Named object pointing entries
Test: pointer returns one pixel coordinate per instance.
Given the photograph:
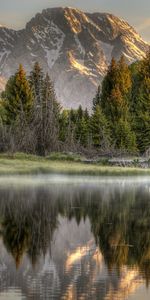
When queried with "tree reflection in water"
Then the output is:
(119, 220)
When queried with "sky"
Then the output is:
(15, 13)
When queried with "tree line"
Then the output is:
(33, 121)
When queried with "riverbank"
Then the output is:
(30, 164)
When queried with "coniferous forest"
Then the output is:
(33, 121)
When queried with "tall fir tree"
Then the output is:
(36, 79)
(18, 97)
(46, 119)
(115, 102)
(141, 104)
(100, 129)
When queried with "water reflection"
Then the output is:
(75, 241)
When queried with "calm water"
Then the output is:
(74, 238)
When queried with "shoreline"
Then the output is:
(22, 164)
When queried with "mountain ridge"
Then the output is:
(74, 47)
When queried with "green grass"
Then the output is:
(30, 164)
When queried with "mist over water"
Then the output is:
(74, 238)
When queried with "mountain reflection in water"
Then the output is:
(75, 241)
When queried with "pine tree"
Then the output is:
(97, 98)
(46, 121)
(36, 79)
(100, 129)
(125, 137)
(18, 97)
(115, 102)
(141, 104)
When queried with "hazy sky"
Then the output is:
(15, 13)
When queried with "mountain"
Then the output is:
(73, 46)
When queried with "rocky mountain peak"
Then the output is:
(73, 46)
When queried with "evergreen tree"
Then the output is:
(125, 137)
(97, 98)
(100, 129)
(18, 97)
(141, 104)
(46, 121)
(36, 79)
(115, 102)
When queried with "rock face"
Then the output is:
(75, 48)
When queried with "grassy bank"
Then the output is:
(29, 164)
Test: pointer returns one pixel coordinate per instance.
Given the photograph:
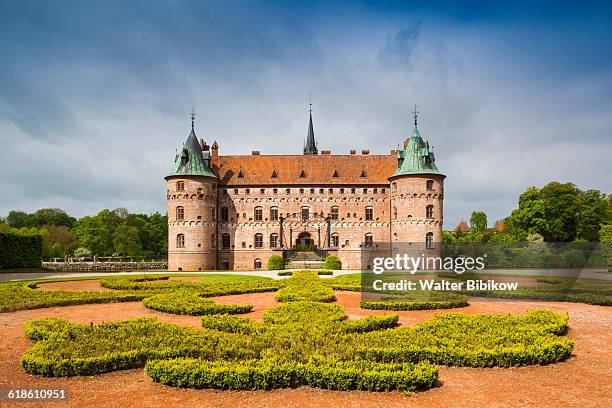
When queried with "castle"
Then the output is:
(234, 212)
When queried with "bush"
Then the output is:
(332, 263)
(305, 285)
(65, 349)
(275, 263)
(273, 373)
(472, 341)
(413, 305)
(20, 249)
(191, 303)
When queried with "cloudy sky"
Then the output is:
(95, 96)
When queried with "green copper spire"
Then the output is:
(311, 145)
(190, 160)
(417, 157)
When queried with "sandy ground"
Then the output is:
(583, 380)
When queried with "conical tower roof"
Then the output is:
(416, 158)
(190, 160)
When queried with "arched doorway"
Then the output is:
(304, 238)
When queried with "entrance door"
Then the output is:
(304, 238)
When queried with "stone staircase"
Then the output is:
(304, 260)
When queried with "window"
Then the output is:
(225, 241)
(258, 240)
(273, 240)
(274, 214)
(429, 240)
(334, 213)
(335, 240)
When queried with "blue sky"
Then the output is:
(95, 96)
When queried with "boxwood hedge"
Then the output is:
(189, 302)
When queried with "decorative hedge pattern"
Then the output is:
(299, 343)
(191, 303)
(305, 286)
(268, 374)
(20, 250)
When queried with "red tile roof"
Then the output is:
(317, 169)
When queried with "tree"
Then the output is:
(592, 212)
(93, 234)
(126, 240)
(478, 221)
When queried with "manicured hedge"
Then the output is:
(230, 324)
(20, 250)
(290, 273)
(191, 303)
(275, 263)
(413, 305)
(23, 295)
(272, 373)
(305, 286)
(371, 323)
(333, 263)
(472, 341)
(65, 349)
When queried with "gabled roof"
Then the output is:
(416, 158)
(318, 169)
(190, 160)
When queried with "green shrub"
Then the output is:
(74, 349)
(230, 324)
(275, 263)
(273, 373)
(472, 341)
(20, 249)
(333, 263)
(370, 323)
(191, 303)
(413, 305)
(305, 285)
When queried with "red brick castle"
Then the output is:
(234, 212)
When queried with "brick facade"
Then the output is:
(233, 220)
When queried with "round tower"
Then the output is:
(417, 193)
(192, 198)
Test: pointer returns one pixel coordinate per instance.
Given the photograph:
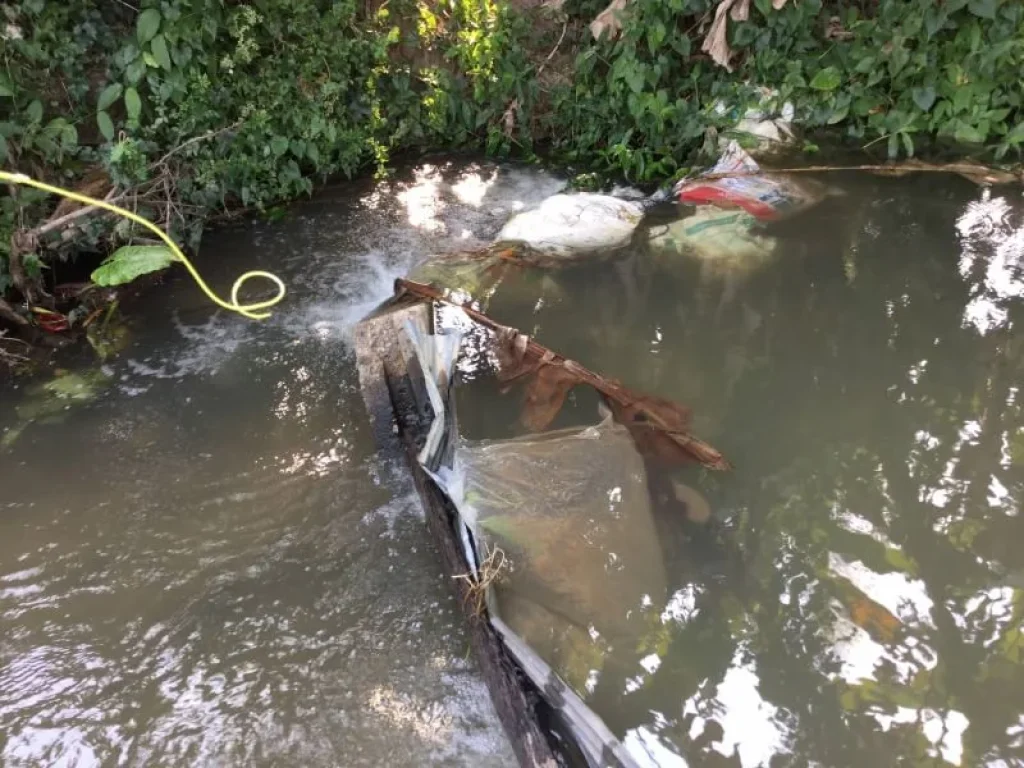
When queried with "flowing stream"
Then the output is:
(203, 562)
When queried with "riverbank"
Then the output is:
(187, 109)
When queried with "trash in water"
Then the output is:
(567, 225)
(554, 539)
(737, 181)
(658, 426)
(714, 233)
(571, 513)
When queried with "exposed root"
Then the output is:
(476, 592)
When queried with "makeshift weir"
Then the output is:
(481, 500)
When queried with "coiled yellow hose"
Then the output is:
(247, 310)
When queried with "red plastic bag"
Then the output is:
(764, 196)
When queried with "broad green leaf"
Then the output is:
(135, 71)
(128, 262)
(133, 104)
(105, 125)
(924, 97)
(826, 80)
(147, 24)
(159, 46)
(983, 8)
(907, 143)
(969, 134)
(894, 145)
(279, 145)
(1016, 136)
(109, 95)
(69, 135)
(35, 112)
(839, 115)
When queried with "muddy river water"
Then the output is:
(206, 563)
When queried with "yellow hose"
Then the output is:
(248, 310)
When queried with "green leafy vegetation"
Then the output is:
(129, 262)
(182, 109)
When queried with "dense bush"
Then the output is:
(903, 73)
(187, 107)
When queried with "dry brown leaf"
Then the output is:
(659, 427)
(545, 395)
(608, 20)
(715, 44)
(871, 616)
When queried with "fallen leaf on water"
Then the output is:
(545, 395)
(869, 615)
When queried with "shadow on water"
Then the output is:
(857, 596)
(208, 563)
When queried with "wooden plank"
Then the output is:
(395, 396)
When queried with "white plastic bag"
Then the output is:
(576, 224)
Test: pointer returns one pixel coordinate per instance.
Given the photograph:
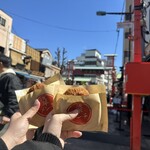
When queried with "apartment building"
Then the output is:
(26, 61)
(90, 68)
(5, 30)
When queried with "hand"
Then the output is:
(4, 120)
(53, 125)
(16, 133)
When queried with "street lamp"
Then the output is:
(103, 13)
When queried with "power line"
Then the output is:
(58, 27)
(118, 30)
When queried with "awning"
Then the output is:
(29, 76)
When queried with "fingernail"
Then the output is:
(75, 111)
(36, 102)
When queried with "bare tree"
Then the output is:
(61, 59)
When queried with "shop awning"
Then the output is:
(29, 76)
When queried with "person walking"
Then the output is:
(9, 82)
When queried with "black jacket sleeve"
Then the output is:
(45, 142)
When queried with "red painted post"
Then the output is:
(135, 136)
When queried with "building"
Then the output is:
(28, 62)
(5, 30)
(90, 68)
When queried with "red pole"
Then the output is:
(136, 102)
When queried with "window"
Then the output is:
(2, 21)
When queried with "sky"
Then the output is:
(69, 24)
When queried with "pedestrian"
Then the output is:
(9, 82)
(52, 138)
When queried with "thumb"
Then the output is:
(16, 116)
(33, 110)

Written exercise. Write the entries above out again exactly, but not the pictures.

Final answer.
Test: pointer returns one pixel coordinate per instance.
Given the photograph:
When queried with "tree reflection in water"
Then the output is:
(119, 220)
When queried with "sky"
Then the output is:
(15, 13)
When queried with "tree line"
Then the output is:
(33, 121)
When queried with "riverbank"
Then the output is:
(30, 164)
When queried with "coniferous forest"
Then the output is:
(33, 121)
When queried with "tall fir tree"
Then the output is:
(36, 79)
(18, 97)
(46, 119)
(115, 102)
(141, 104)
(100, 129)
When queried with "water reflection"
Then the output is:
(75, 241)
When queried with "calm water"
Then the output is:
(74, 238)
When queried with "shoreline"
Then the output is:
(22, 164)
When queried with "mountain ridge"
Then the output is:
(74, 47)
When queried with "green grass"
Then the output is:
(30, 164)
When queried with "mist over water"
Then the output is:
(74, 238)
When queried with "mountain reflection in water"
Then the output is:
(75, 241)
When queried with "pine tree"
Then the output is:
(97, 98)
(46, 121)
(36, 79)
(100, 129)
(125, 137)
(18, 97)
(115, 102)
(141, 104)
When queried with "hazy sky"
Then the output is:
(15, 13)
When queried with "mountain"
Then the output is:
(73, 46)
When queried with "rocky mountain peak"
Then the output is:
(73, 46)
When queried with "evergreen tree"
Then the output is:
(125, 137)
(97, 98)
(100, 129)
(18, 97)
(141, 104)
(46, 121)
(36, 79)
(115, 102)
When queried with "rock face"
Then the output is:
(75, 48)
When queried with "grassy bank"
Then the output is:
(29, 164)
Test: pointer returns one pixel coordinate per instance.
Given the photograph:
When queried with "castle"
Then the output is:
(234, 212)
When queried with "bush"
Then the output is:
(332, 263)
(305, 285)
(65, 349)
(275, 263)
(273, 373)
(472, 341)
(413, 305)
(20, 249)
(191, 303)
When queried with "cloudy sky"
Then the output is:
(95, 96)
When queried with "green copper spire"
Then the output is:
(311, 145)
(190, 160)
(417, 157)
When queried with "sandy ground"
Then the output is:
(583, 380)
When queried with "conical tower roof"
Then the output is:
(416, 158)
(190, 160)
When queried with "arched doorway"
Then the output is:
(304, 238)
When queried with "entrance door"
Then the output is:
(304, 238)
When queried with "stone staircase"
Then the output is:
(304, 260)
When queried with "window"
Then the output is:
(225, 241)
(258, 240)
(273, 240)
(274, 214)
(429, 240)
(334, 213)
(335, 240)
When queried with "blue sky"
Then the output is:
(95, 96)
When queried with "boxwood hedge"
Then the output is:
(189, 302)
When queried with "decorative hedge pattern"
Then the output is:
(299, 343)
(191, 303)
(305, 286)
(268, 374)
(20, 250)
When queried with "red tile roof"
Then the output is:
(317, 169)
When queried with "tree"
Then the output is:
(592, 212)
(93, 234)
(126, 240)
(478, 221)
When queried with "manicured hedge"
Then the output is:
(230, 324)
(20, 250)
(290, 273)
(191, 303)
(275, 263)
(413, 305)
(23, 295)
(272, 373)
(305, 286)
(371, 323)
(333, 263)
(472, 341)
(65, 349)
When queried with "gabled roof"
Then the output is:
(416, 158)
(318, 169)
(190, 160)
When queried with "green shrub"
Then the output is:
(74, 349)
(230, 324)
(275, 263)
(273, 373)
(472, 341)
(20, 249)
(333, 263)
(370, 323)
(191, 303)
(413, 305)
(305, 285)
When queried with "red brick castle"
Then the output is:
(234, 212)
When queried with "brick facade"
Then the output is:
(233, 220)
When queried with "round tower"
Then the output is:
(417, 193)
(192, 198)
Test: pointer returns one pixel coordinate per instance.
Given the photograph:
When queried with "flowing stream"
Then the output is:
(203, 562)
When queried with "riverbank"
Then the output is:
(187, 109)
When queried with "trash in water"
Then the output is:
(567, 225)
(554, 539)
(737, 181)
(658, 426)
(714, 233)
(571, 513)
When queried with "exposed root"
Then the output is:
(476, 592)
When queried with "makeshift weir"
Then the output is:
(481, 500)
When queried with "coiled yellow hose"
Then the output is:
(247, 310)
When queried with "red plastic bag"
Then the output is:
(764, 196)
When queried with "broad green leaf"
Then the output is:
(135, 71)
(128, 262)
(133, 104)
(105, 125)
(924, 97)
(826, 80)
(147, 24)
(159, 46)
(983, 8)
(907, 143)
(969, 134)
(894, 145)
(279, 145)
(1016, 136)
(109, 95)
(69, 135)
(35, 112)
(839, 115)
When queried with "muddy river water"
Then the output is:
(206, 563)
When queried with "yellow hose"
Then the output is:
(248, 310)
When queried with "green leafy vegetation"
Then the output is:
(129, 262)
(182, 109)
When queried with "dense bush"
Then the output is:
(903, 73)
(187, 107)
When queried with "dry brown leaf"
Then the output is:
(659, 427)
(545, 395)
(608, 20)
(715, 44)
(871, 616)
When queried with "fallen leaf on water"
Then the output is:
(545, 395)
(869, 615)
When queried with "shadow on water"
Then the output is:
(857, 596)
(208, 563)
When queried with "wooden plank"
Then the output is:
(395, 396)
When queried with "white plastic bag"
Then the output is:
(576, 224)
Test: pointer returns one pixel coordinate per instance.
Given the photograph:
When queried with "apartment building"
Then the output is:
(26, 61)
(90, 68)
(5, 30)
When queried with "hand"
Then the output is:
(4, 120)
(53, 125)
(16, 133)
When queried with "street lamp"
Then the output is:
(103, 13)
When queried with "power line"
Then the output is:
(58, 27)
(118, 30)
When queried with "awning"
Then the output is:
(29, 76)
When queried with "fingernail"
Then the output is:
(75, 111)
(36, 102)
When queried with "bare tree"
Then the output is:
(61, 59)
When queried with "shop awning"
Then the output is:
(29, 76)
When queried with "person walking"
Then the output is:
(9, 82)
When queried with "black jacket sleeve"
Then the output is:
(45, 142)
When queried with "red painted post"
Then the output is:
(135, 136)
When queried with "building"
Then the output is:
(28, 62)
(5, 30)
(90, 68)
When queried with "red pole"
Then the output is:
(136, 102)
When queried with "window"
Then the output is:
(2, 21)
When queried with "sky"
Then the output is:
(69, 24)
When queried with "pedestrian"
Then the output is:
(9, 82)
(52, 138)
When queried with "thumb"
Then the output is:
(16, 116)
(33, 110)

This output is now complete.